*BRIEF*. Exactly as written and without the pictures, output the entries below.

*SUPPLIED ENTRIES*.
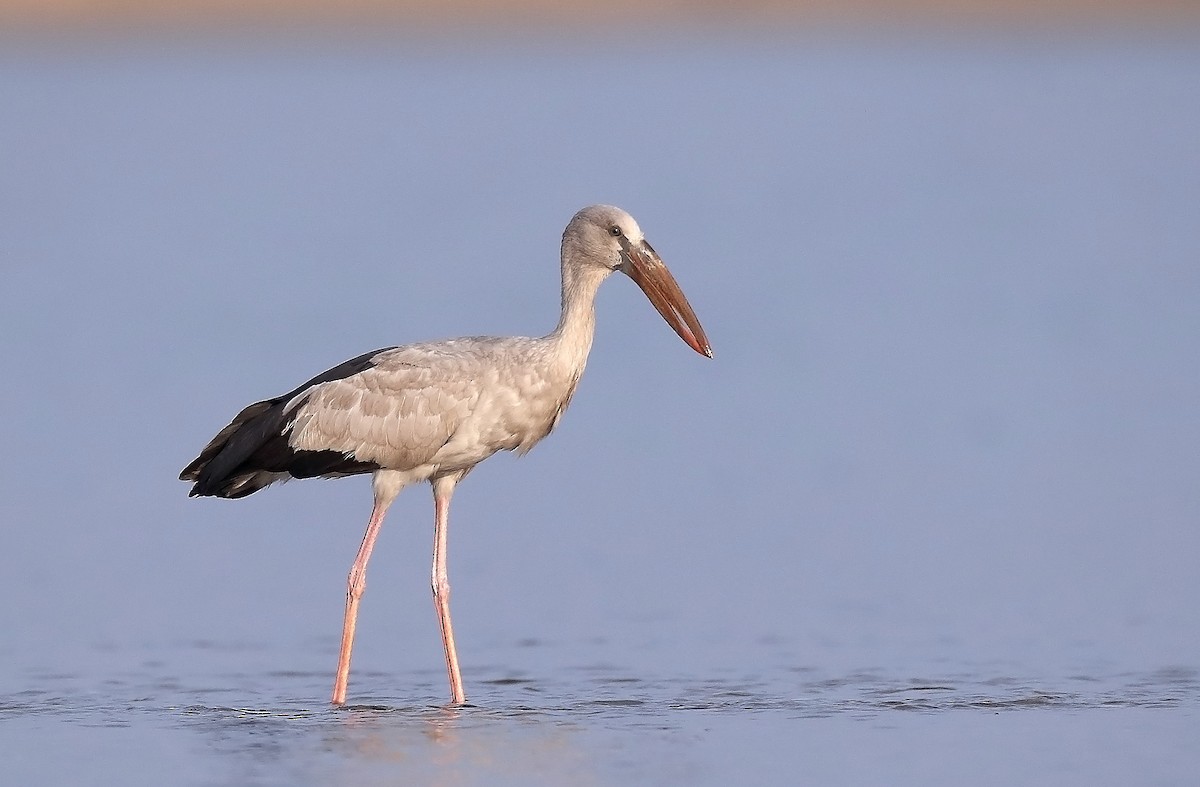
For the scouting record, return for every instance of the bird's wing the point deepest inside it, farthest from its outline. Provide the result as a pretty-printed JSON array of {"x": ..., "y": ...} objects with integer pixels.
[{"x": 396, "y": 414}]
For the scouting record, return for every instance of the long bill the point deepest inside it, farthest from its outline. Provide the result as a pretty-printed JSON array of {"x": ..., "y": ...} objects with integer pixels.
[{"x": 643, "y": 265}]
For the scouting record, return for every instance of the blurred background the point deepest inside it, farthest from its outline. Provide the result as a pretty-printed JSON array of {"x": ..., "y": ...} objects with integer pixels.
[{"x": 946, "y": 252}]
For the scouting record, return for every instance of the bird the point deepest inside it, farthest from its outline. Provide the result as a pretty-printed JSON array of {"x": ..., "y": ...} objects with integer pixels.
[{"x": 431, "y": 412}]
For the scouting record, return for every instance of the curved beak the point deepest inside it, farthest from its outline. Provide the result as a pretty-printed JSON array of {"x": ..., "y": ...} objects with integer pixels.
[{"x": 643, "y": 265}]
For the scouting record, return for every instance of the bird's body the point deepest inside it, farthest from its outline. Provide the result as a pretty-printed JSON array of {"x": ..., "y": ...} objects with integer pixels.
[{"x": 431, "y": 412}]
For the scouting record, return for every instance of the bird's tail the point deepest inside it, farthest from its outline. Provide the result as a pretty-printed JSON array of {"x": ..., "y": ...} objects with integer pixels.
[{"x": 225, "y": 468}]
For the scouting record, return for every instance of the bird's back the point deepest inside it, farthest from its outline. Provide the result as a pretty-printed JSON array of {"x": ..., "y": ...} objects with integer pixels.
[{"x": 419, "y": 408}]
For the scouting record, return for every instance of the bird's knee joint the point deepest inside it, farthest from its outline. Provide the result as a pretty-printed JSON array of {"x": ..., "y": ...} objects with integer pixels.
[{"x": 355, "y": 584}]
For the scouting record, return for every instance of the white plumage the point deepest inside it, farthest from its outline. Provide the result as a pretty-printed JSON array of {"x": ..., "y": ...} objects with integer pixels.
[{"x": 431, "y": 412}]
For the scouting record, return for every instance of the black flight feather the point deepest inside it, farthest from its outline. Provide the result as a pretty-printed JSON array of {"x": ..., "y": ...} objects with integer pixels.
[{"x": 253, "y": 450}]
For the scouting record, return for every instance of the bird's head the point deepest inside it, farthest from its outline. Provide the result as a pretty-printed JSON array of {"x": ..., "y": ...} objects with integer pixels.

*SOLUTION*.
For the scouting record, return for every instance of the bird's wing the point deepest inside it, farthest from its outline. Provide the result as a pretty-printed JSON array of {"x": ..., "y": ...} objects with integer pixels.
[{"x": 396, "y": 414}]
For the scouting record, return for every instance of the long bill the point deepest inside it, farthest from its outline. Provide the result as a pretty-printed JSON array of {"x": ..., "y": ...} objects with integer pixels.
[{"x": 643, "y": 265}]
For the scouting record, return for every instance of the blurred background the point deepest inside it, farthest from its outline. Provide the result as a pretty-printed JSON array of {"x": ..., "y": ...} objects with integer pixels.
[{"x": 946, "y": 252}]
For the scouting record, return for every instance of the bird the point deepest inside it, farthest from its outline. Provide the result as a pretty-printed JSON array of {"x": ..., "y": ...} objects with integer pixels.
[{"x": 431, "y": 412}]
For the scouting record, return for every instance of the curved beak the point deepest inside it, farthest from its outline. Provide the result as a pretty-printed JSON array of {"x": ..., "y": ...} objects with integer pixels.
[{"x": 643, "y": 265}]
For the scouting record, return for every instance of the bird's body the point deepest inside it, farthest from its outline. Provide the result as a pretty-printed JSON array of {"x": ..., "y": ...} objects with integer pixels.
[{"x": 431, "y": 412}]
For the scouting record, return for every instance of the bird's tail the point deepest inside it, farthest from its outline. Provide the result as a pretty-printed JSON array of {"x": ..., "y": ...} objects with integer pixels.
[{"x": 225, "y": 468}]
For the scouting record, return for every instance of the bird's back the point deepest inside it, farthest from its outline. Provide the result as a pretty-printed JSON array of {"x": ..., "y": ...} objects with integer pixels.
[{"x": 419, "y": 408}]
For the scouting record, return for every instance of the bird's knee joint the point deepest inside it, farthest from its outline. Provide the result as a pretty-printed JSON array of {"x": ..., "y": ...} objects with integer pixels.
[{"x": 355, "y": 584}]
For the scouting record, return for every instance of the white plumage the point deepest inside it, farthest from its outline. Provide the result as a pretty-printed JSON array of {"x": ..., "y": ...} objects with integer pixels.
[{"x": 431, "y": 412}]
For the scouting record, return for every instance of the black flight feather the point deepest inside it, farthest from its outline. Provide the result as a pretty-printed JSON array of {"x": ..., "y": ...} objects with integer pixels.
[{"x": 253, "y": 450}]
For the scouting record, return for every instance of the bird's head the point deepest inside it, farthest from its outline. Provide the result as a pretty-printed JSON array of {"x": ..., "y": ...} objects with integer pixels.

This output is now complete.